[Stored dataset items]
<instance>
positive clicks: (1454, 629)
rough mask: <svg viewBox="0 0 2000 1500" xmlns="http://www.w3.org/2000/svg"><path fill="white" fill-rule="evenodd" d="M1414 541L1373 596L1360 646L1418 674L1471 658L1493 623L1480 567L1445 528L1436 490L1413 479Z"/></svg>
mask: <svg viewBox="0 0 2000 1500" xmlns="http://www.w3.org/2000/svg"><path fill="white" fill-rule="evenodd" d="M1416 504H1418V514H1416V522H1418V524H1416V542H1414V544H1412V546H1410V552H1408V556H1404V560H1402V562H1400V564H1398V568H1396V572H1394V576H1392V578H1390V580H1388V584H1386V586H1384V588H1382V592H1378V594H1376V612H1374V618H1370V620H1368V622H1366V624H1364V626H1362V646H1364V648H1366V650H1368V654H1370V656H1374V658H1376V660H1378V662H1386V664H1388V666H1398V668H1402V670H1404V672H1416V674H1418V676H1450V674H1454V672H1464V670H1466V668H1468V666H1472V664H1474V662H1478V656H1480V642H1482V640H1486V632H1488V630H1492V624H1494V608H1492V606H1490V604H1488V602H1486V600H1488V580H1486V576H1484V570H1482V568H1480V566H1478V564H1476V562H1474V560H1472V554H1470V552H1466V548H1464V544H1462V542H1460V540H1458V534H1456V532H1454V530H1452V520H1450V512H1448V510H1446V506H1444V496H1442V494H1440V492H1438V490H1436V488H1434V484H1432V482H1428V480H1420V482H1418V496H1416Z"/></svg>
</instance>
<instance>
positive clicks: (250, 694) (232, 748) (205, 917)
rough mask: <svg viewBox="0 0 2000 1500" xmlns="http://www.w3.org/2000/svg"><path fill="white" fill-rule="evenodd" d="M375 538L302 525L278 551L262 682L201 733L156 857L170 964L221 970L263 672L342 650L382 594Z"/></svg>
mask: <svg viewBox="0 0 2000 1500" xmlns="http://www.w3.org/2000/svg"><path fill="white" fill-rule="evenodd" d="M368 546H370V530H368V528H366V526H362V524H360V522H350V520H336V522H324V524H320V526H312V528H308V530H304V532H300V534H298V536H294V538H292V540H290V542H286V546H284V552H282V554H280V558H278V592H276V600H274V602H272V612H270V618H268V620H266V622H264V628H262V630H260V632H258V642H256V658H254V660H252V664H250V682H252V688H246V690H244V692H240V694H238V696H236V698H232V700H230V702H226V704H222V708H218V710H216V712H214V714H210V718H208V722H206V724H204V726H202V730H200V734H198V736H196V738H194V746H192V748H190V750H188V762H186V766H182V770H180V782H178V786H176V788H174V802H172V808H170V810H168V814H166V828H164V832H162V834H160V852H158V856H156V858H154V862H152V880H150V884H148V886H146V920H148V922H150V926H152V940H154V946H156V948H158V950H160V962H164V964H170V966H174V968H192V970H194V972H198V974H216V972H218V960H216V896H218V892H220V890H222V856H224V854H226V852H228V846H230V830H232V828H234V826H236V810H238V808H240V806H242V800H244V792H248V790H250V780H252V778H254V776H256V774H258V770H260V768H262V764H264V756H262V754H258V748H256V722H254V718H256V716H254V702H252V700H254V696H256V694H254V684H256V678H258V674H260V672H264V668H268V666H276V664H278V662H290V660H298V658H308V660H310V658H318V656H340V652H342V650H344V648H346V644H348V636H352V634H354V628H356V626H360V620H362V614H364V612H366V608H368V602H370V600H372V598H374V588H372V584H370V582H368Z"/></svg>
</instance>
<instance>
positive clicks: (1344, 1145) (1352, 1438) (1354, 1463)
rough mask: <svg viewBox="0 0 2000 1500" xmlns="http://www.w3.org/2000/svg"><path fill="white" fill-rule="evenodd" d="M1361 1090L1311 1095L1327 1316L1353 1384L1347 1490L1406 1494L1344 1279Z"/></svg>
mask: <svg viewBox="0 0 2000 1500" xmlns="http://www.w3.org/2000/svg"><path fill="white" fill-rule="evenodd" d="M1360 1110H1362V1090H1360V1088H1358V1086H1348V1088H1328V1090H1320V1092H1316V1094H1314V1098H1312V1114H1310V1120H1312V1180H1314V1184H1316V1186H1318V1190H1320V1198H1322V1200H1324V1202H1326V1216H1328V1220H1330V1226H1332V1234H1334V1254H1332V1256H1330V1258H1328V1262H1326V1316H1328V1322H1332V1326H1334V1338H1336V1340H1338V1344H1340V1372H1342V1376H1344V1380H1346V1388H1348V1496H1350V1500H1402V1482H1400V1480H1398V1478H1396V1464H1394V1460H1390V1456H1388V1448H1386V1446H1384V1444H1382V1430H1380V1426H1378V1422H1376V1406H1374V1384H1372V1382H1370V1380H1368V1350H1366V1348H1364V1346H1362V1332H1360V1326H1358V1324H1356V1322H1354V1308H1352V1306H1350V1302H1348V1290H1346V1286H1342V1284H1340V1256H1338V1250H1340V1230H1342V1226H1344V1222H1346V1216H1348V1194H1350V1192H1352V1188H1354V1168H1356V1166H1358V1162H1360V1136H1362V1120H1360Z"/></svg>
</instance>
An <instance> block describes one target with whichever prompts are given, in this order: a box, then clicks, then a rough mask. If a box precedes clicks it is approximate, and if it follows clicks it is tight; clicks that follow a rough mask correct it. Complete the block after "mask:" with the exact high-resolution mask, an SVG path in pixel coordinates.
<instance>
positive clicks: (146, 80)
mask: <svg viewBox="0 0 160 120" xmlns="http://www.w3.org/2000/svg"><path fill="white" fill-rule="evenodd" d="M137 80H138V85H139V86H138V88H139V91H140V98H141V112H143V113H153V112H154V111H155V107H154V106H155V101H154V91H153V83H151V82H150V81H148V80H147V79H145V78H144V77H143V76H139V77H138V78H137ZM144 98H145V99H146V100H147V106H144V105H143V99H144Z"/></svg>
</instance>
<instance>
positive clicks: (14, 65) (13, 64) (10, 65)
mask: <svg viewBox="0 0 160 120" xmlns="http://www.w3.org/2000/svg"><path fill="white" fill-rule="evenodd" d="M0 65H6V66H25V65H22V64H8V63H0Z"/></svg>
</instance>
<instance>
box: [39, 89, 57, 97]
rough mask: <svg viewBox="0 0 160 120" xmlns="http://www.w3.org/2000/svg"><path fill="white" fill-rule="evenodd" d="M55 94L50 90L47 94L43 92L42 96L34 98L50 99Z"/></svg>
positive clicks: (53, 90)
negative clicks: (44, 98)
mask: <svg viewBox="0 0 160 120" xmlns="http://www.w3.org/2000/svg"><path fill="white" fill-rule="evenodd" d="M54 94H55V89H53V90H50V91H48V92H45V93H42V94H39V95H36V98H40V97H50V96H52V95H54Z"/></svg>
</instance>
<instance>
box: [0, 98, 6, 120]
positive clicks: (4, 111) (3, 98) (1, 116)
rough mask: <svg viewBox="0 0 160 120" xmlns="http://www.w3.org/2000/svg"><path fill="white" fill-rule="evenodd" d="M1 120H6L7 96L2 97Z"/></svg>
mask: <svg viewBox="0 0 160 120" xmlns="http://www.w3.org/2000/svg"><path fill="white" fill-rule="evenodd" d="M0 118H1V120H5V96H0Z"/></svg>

• **REQUIREMENT**
Write each entry out again, exactly as it reads above.

• **WRITTEN ANSWER**
<instance>
positive clicks: (1454, 629)
rough mask: <svg viewBox="0 0 2000 1500" xmlns="http://www.w3.org/2000/svg"><path fill="white" fill-rule="evenodd" d="M1414 541L1373 596L1360 646L1418 674L1471 658L1493 623L1480 567L1445 528L1436 490L1413 479Z"/></svg>
mask: <svg viewBox="0 0 2000 1500" xmlns="http://www.w3.org/2000/svg"><path fill="white" fill-rule="evenodd" d="M1416 504H1418V514H1416V522H1418V524H1416V542H1414V544H1412V546H1410V552H1408V556H1404V560H1402V562H1400V564H1398V568H1396V572H1394V576H1392V578H1390V580H1388V584H1386V586H1384V588H1382V592H1378V594H1376V612H1374V618H1370V620H1368V622H1366V624H1364V626H1362V646H1364V648H1366V650H1368V654H1370V656H1374V658H1376V660H1378V662H1386V664H1388V666H1398V668H1402V670H1404V672H1416V674H1418V676H1450V674H1454V672H1464V670H1466V668H1468V666H1472V664H1474V662H1478V656H1480V642H1482V640H1486V632H1488V630H1492V624H1494V608H1492V606H1490V604H1488V602H1486V600H1488V580H1486V576H1484V570H1482V568H1480V566H1478V564H1476V562H1474V560H1472V554H1470V552H1466V548H1464V544H1462V542H1460V540H1458V534H1456V532H1454V530H1452V520H1450V512H1448V510H1446V506H1444V496H1442V494H1440V492H1438V490H1436V488H1434V484H1432V482H1428V480H1420V482H1418V496H1416Z"/></svg>
</instance>
<instance>
positive clicks: (250, 694) (232, 748) (205, 917)
rough mask: <svg viewBox="0 0 2000 1500" xmlns="http://www.w3.org/2000/svg"><path fill="white" fill-rule="evenodd" d="M375 538L302 525L278 551L262 682L201 733L156 857L170 964L221 970L263 672L342 650L382 594Z"/></svg>
mask: <svg viewBox="0 0 2000 1500" xmlns="http://www.w3.org/2000/svg"><path fill="white" fill-rule="evenodd" d="M368 546H370V530H368V528H366V526H362V524H360V522H350V520H336V522H324V524H320V526H312V528H308V530H304V532H300V534H298V536H294V538H292V540H290V542H286V546H284V552H282V554H280V558H278V592H276V600H274V602H272V612H270V618H268V620H266V622H264V628H262V630H260V632H258V642H256V658H254V660H252V664H250V682H252V688H246V690H244V692H240V694H238V696H236V698H232V700H230V702H226V704H222V708H218V710H216V712H214V714H210V718H208V722H206V724H204V726H202V730H200V734H198V736H196V738H194V746H192V748H190V750H188V762H186V766H182V770H180V782H178V786H176V788H174V802H172V808H170V810H168V814H166V828H164V832H162V834H160V852H158V856H156V858H154V862H152V880H150V884H148V886H146V920H148V922H150V926H152V940H154V946H156V948H158V950H160V962H164V964H170V966H174V968H192V970H194V972H198V974H216V972H218V960H216V896H218V892H220V890H222V856H224V854H226V852H228V846H230V830H232V828H234V826H236V810H238V808H240V806H242V800H244V792H248V790H250V780H252V778H254V776H256V774H258V770H260V768H262V764H264V756H262V754H258V748H256V722H254V718H256V716H254V702H252V700H254V696H256V694H254V684H256V678H258V674H260V672H264V668H268V666H276V664H278V662H290V660H298V658H308V660H310V658H318V656H340V652H342V650H344V648H346V644H348V636H352V634H354V628H356V626H360V620H362V614H364V612H366V608H368V602H370V600H372V598H374V588H372V584H370V582H368Z"/></svg>
</instance>
<instance>
positive clicks: (1344, 1145) (1352, 1438) (1354, 1463)
rough mask: <svg viewBox="0 0 2000 1500" xmlns="http://www.w3.org/2000/svg"><path fill="white" fill-rule="evenodd" d="M1361 1090L1311 1095L1327 1316L1353 1384L1347 1490L1406 1494L1344 1279Z"/></svg>
mask: <svg viewBox="0 0 2000 1500" xmlns="http://www.w3.org/2000/svg"><path fill="white" fill-rule="evenodd" d="M1360 1110H1362V1090H1360V1088H1358V1086H1348V1088H1328V1090H1320V1092H1316V1094H1314V1098H1312V1114H1310V1120H1312V1180H1314V1184H1316V1186H1318V1190H1320V1198H1322V1200H1324V1202H1326V1216H1328V1220H1330V1226H1332V1234H1334V1254H1332V1256H1330V1258H1328V1262H1326V1316H1328V1322H1332V1326H1334V1338H1336V1340H1338V1344H1340V1372H1342V1376H1344V1380H1346V1388H1348V1496H1350V1500H1402V1482H1400V1480H1398V1478H1396V1464H1394V1460H1390V1456H1388V1448H1386V1446H1384V1444H1382V1430H1380V1426H1378V1422H1376V1406H1374V1384H1372V1382H1370V1380H1368V1350H1366V1348H1364V1346H1362V1332H1360V1326H1358V1324H1356V1322H1354V1308H1352V1306H1350V1302H1348V1290H1346V1286H1342V1284H1340V1256H1338V1250H1340V1230H1342V1226H1344V1222H1346V1216H1348V1194H1350V1192H1352V1188H1354V1168H1356V1166H1358V1162H1360V1136H1362V1120H1360Z"/></svg>
</instance>
An <instance> block describes one target with whichever prompts are given, in this order: a box, then clicks, then a rough mask. If a box precedes clicks it is approximate, and if it follows clicks it is tight; clicks that follow a rough mask correct it. Complete the block after "mask:" with the exact high-resolution mask, an SVG path in pixel coordinates.
<instance>
positive clicks: (146, 80)
mask: <svg viewBox="0 0 160 120" xmlns="http://www.w3.org/2000/svg"><path fill="white" fill-rule="evenodd" d="M137 80H138V85H139V86H138V88H139V91H140V98H141V112H143V113H153V112H154V111H155V107H154V106H155V101H154V91H153V83H151V82H150V81H148V80H147V79H145V78H144V77H143V76H139V77H138V78H137ZM144 98H145V99H146V100H147V106H144V105H143V99H144Z"/></svg>
</instance>
<instance>
positive clicks: (14, 65) (13, 64) (10, 65)
mask: <svg viewBox="0 0 160 120" xmlns="http://www.w3.org/2000/svg"><path fill="white" fill-rule="evenodd" d="M0 65H6V66H25V65H22V64H8V63H0Z"/></svg>
</instance>
<instance>
box: [39, 89, 57, 97]
rough mask: <svg viewBox="0 0 160 120" xmlns="http://www.w3.org/2000/svg"><path fill="white" fill-rule="evenodd" d="M55 94L50 90L47 94L43 92L42 96L34 98L50 99Z"/></svg>
positive clicks: (53, 90)
negative clicks: (44, 98)
mask: <svg viewBox="0 0 160 120" xmlns="http://www.w3.org/2000/svg"><path fill="white" fill-rule="evenodd" d="M54 94H55V89H53V90H50V91H48V92H45V93H42V94H39V95H36V98H40V97H50V96H52V95H54Z"/></svg>
</instance>
<instance>
box: [0, 98, 6, 120]
positive clicks: (4, 111) (3, 98) (1, 116)
rough mask: <svg viewBox="0 0 160 120" xmlns="http://www.w3.org/2000/svg"><path fill="white" fill-rule="evenodd" d="M1 120H6L7 96L2 97Z"/></svg>
mask: <svg viewBox="0 0 160 120" xmlns="http://www.w3.org/2000/svg"><path fill="white" fill-rule="evenodd" d="M0 118H1V120H5V96H0Z"/></svg>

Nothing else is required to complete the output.